◆ **SOURCE DATA**:
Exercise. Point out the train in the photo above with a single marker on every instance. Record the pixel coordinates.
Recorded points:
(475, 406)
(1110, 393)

---

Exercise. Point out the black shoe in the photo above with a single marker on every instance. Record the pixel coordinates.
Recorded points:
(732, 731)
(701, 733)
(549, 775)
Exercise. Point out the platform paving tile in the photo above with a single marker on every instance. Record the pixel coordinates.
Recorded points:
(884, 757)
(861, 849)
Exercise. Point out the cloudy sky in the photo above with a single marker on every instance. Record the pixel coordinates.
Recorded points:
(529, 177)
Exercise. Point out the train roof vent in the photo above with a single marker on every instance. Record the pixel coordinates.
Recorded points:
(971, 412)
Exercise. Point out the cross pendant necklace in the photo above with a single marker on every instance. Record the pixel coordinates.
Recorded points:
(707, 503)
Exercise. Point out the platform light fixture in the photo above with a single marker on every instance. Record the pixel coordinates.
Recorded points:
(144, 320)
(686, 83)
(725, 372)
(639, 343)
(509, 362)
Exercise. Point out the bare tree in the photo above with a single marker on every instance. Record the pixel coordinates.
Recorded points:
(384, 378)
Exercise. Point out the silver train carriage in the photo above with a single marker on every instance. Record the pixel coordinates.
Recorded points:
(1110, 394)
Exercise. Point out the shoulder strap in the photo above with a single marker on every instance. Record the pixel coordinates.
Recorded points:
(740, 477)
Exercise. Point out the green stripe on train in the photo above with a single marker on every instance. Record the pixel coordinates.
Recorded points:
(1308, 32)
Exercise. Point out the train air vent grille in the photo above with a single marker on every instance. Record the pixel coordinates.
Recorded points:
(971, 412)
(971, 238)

...

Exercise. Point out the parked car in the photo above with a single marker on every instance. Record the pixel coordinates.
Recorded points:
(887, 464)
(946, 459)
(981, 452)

◆ **TO DO**: Please report how many lines of the entries above include "vent". Only the number is wanted.

◆ **TASK RESPONSE**: 2